FE Trustnet takes a closer look at the five crown-rated JOHCM Global Opportunities fund, which under the stewardship of FE Alpha Manager Ben Leyland, is building a strong track record.

By Alex Paget,

News Editor, FE Trustnet

When UK investors think of top-performing global funds, usually one in particular comes to mind – Fundsmith Equity.

Launched by city veteran Terry Smith in November 2010 on the basis of fixing the “broken” fund management industry by only buying top quality companies and holding them for the long-term, Fundsmith Equity has delivered superior performance relative to its peers and generated a huge following as a result.

According to FE Analytics, Fundsmith Equity has been the best performing portfolio in the competitive IA Global sector with returns of 197.04 per cent, therefore beating its MSCI World benchmark by 100 percentage points in the process.

(Detection annotation records)

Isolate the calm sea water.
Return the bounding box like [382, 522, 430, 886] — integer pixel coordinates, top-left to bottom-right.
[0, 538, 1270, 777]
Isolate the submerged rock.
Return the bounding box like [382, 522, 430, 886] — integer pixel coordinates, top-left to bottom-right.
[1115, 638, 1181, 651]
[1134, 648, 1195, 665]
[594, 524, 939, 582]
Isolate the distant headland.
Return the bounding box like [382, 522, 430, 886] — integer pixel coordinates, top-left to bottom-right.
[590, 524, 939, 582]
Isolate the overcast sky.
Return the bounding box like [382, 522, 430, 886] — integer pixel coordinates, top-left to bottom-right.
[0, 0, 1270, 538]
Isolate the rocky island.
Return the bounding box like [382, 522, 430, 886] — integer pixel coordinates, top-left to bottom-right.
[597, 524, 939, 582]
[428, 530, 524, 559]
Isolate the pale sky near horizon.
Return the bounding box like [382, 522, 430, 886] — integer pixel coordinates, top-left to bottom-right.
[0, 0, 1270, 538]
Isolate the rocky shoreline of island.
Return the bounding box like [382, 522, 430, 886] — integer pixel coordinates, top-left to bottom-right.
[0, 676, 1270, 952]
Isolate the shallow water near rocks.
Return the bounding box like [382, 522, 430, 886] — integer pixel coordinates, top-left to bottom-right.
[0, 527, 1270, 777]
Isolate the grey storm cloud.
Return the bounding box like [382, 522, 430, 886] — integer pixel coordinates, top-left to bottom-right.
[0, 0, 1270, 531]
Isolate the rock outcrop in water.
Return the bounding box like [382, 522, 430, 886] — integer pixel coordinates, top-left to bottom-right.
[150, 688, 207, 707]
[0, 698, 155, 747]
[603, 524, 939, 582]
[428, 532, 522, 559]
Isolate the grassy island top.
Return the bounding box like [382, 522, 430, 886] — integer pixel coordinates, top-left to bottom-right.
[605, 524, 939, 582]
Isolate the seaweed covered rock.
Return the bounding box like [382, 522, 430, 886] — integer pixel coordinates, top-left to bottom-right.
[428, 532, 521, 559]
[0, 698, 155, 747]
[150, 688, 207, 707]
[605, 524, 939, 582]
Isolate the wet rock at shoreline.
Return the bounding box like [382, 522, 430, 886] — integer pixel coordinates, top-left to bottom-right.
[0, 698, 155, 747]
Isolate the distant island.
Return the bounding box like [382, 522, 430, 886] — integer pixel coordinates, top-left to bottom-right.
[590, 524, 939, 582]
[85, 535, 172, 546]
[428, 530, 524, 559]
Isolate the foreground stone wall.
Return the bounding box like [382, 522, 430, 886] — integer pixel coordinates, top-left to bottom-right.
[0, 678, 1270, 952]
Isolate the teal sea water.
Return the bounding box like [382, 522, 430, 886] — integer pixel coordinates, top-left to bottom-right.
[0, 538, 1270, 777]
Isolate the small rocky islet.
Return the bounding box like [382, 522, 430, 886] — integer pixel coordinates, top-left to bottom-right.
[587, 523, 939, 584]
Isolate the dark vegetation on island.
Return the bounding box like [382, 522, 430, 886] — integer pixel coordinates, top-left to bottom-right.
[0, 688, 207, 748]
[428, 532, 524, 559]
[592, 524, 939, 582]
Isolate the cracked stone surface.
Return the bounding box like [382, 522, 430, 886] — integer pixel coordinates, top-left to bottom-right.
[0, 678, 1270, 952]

**Things to do:**
**1)** Summarize the fund article in two sentences.
**2)** Rewrite the fund article from "When UK investors" to "in the process.", swapping "city veteran" for "industry veteran".

**Responses per task:**
**1)** FE Trustnet examines the five crown-rated JOHCM Global Opportunities fund, which is building a strong track record under FE Alpha Manager Ben Leyland. When UK investors think of top global funds, Fundsmith Equity usually comes to mind: Terry Smith launched it in November 2010, and according to FE Analytics it is the best performer in the IA Global sector, with returns of 197.04 per cent.

**2)**
When UK investors think of top-performing global funds, usually one in particular comes to mind – Fundsmith Equity.

Launched by industry veteran Terry Smith in November 2010 on the basis of fixing the “broken” fund management industry by only buying top quality companies and holding them for the long-term, Fundsmith Equity has delivered superior performance relative to its peers and generated a huge following as a result.

According to FE Analytics, Fundsmith Equity has been the best performing portfolio in the competitive IA Global sector with returns of 197.04 per cent, therefore beating its MSCI World benchmark by 100 percentage points in the process.